• Consigne: Donnez, s'il vous plaît, la suite du texte sur les conduites à risque à l'adolescence, à partir de sa dernière phrase.

D. Le Breton & D. Marcelli
Sommaire de l'article
Prise de risque à l’adolescence : qu’en est-il de la réalité ? Que nous disent les enquêtes ?
- 15 % des adolescents interrogés (Baromètre Santé Jeunes) déclarent avoir fait quelque chose de risqué dans le mois précédent l’enquête
- Un adolescent sur 5 présente un « accident » nécessitant une intervention médicale dans les 12 mois précédant l’enquête
- Traumatologie : première cause de passage (2/3) aux urgences pour la tranche 12-18 ans… 1/3 de ces ados vont présenter un nouvel accident dans l’année
- Près de 50 000 accidents par an recensés dans le cadre d’une pratique sportive…
- Les accidents constituent la principale cause de mortalité & morbidité à cet âge de la vie
Que recouvrent les mots ?
Par définition, « conduite à risque implique une exposition délibérée au risque de se blesser, de mourir, d’altérer son avenir, de mettre sa santé en péril » (D Le Breton).
Il faut distinguer :
- Conduite à risque avec effet immédiat versus différé
- Conduite à risque bruyante et repérable versus cachée, dissimulée
- Conduite à risque par excès, répétition, refus, fuite…
- Conduites délibérées socialement inacceptables versus pratiques risquées socialement valorisées (sport extrême)
La conduite qui défie la mort (ordalique) se traduit par une prise de risque majeure (L’adolescent joue le tout pour le tout), il met sa vie en jeu, interroge ainsi son destin pour valider/gagner le droit de poursuivre son existence, par exemple il peut s’autoriser à vivre s’il sort indemne après avoir roulé à contre-sens sur le périphérique…
Les expressions diffèrent selon le genre : schématiquement les garçons ont plus souvent recours à des actes violents et transgressifs tandis que les filles (tout aussi concernées par cette question), plus introverties s’attaquent plus directement à leurs corps…
Ainsi, les conduites à risque se manifestent sur un large registre et diffèrent selon le genre.
Diversité des modes d’expression :
-
Accidents à répétition, vitesse excessive, refus des limites et des mesures de précaution…
Mais aussi :
- Conduite d’alcoolisation massive (binge-drinking) et consommations répétées de produits psychoactifs (tabac, alcool, cannabis…)

• Données fournies:

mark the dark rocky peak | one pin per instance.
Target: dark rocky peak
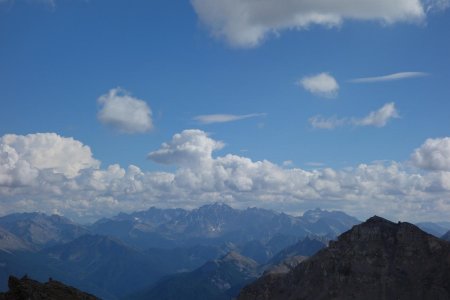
(29, 289)
(377, 259)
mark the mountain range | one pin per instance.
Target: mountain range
(217, 252)
(129, 253)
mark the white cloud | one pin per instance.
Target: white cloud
(326, 123)
(386, 188)
(27, 154)
(246, 23)
(124, 113)
(378, 118)
(322, 84)
(390, 77)
(434, 154)
(224, 118)
(190, 147)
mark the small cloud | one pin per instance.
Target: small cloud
(433, 155)
(124, 113)
(378, 118)
(288, 163)
(224, 118)
(390, 77)
(326, 123)
(323, 85)
(315, 164)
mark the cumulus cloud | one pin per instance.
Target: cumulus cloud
(434, 154)
(191, 147)
(224, 118)
(378, 118)
(326, 123)
(124, 113)
(323, 85)
(25, 155)
(390, 77)
(29, 182)
(246, 23)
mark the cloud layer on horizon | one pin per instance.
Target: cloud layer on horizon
(77, 187)
(247, 23)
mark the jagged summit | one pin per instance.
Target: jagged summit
(377, 259)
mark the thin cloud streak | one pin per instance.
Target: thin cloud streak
(390, 77)
(224, 118)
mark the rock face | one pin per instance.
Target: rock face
(446, 236)
(28, 289)
(374, 260)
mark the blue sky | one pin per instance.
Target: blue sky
(164, 67)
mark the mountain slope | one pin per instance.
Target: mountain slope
(375, 260)
(9, 242)
(446, 236)
(26, 288)
(218, 279)
(106, 263)
(40, 230)
(216, 224)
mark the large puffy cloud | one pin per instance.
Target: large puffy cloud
(434, 154)
(395, 190)
(124, 113)
(322, 84)
(25, 155)
(246, 23)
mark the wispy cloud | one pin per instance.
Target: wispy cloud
(247, 23)
(390, 77)
(323, 85)
(377, 118)
(224, 118)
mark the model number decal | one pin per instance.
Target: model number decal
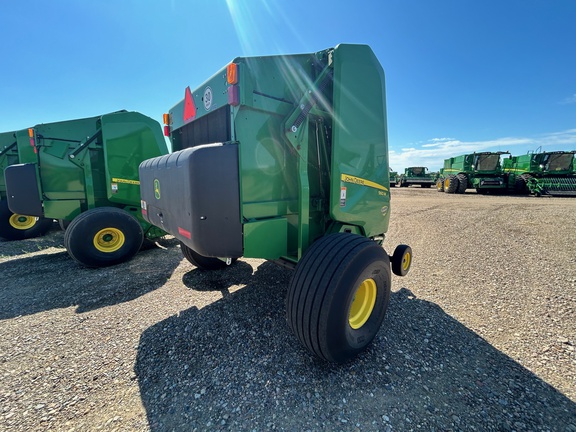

• Réponse attendue:
- Gestes auto-vulnérants : scarifications, brûlures,
- Conduites sexuelles à risque : rapports non protégés (grossesse , IST…)
- Troubles des Conduites Alimentaires (TCA)
- Tentative de suicide
- …
Les clefs pour comprendre
1. Comprendre les données issues des recherches des neurosciences (techniques d’imagerie IRM fonctionnelle) qui montrent (schémas ci-dessous) un asynchronisme dans la maturation cérébrale entre :
- d’une part, les zones limbiques où se jouent les régulations émotionnelles, les circuits de récompense…
- d’autre part, le cortex préfrontal qui contrôle l’organisation de la cognition, le jugement, la planification, l’inhibition…
Ces données sont un élément d’explication de l’impulsivité des comportements à l’adolescence, que l’ on pourrait résumer par l’aphorisme « l’émotion prime sur la raison ». Ce décalage rend compte, chez l’adolescent, de cette discordance entre la compréhension du risque (comparable à celle de l’adulte) et la moindre capacité à en considérer les répercussions négatives.
2. Comprendre que découvrir le monde par soi-même est un impératif pour l’adolescent dans ce mouvement d’affirmation de soi et de différentiation d’autrui (processus de séparation/individuation), l’exploration du monde est pressante, à mille lieux d’un copier-coller de ce que les parents voudraient « imprimer » ; Il est en nécessité incontournable d’expérimenter par lui-même la vie qui s’ouvre à lui sans tenir compte des conseils de prudence des parents… Donc le monde lui appartient et il l’explore par essais-par erreurs incluant de possibles risques : il est tout autant habité par une recherche de sensations, de récompenses immédiates que par le besoin de rompre avec une position antérieure de soumission aux recommandations des adultes. L’enjeu est de prouver son désir et sa capacité d’être à la hauteur d’aspirations nouvelles, de s’affirmer sous le regard des pairs, en faisant démonstration de son audace, sa témérité, voire de ses exploits via les réseaux sociaux : il s’expose face à son groupe d’appartenance à un risque de surenchère, conforté par le sentiment de toute puissance pour faire valoir sa différence, tout en vérifiant que l’on tient à lui…
3. Comprendre que le groupe de pairs, par sa puissance d’attraction, peut inciter l’adolescent à s’inscrire dans une surenchère de défis et de conduites à risque pour se faire reconnaître et accepter… Les conduites à risque peuvent ainsi apparaître comme des rites de passage bricolés…
« Il n’y a pas d’adolescence sans prise de risque » ( D Le Breton & D Marcelli)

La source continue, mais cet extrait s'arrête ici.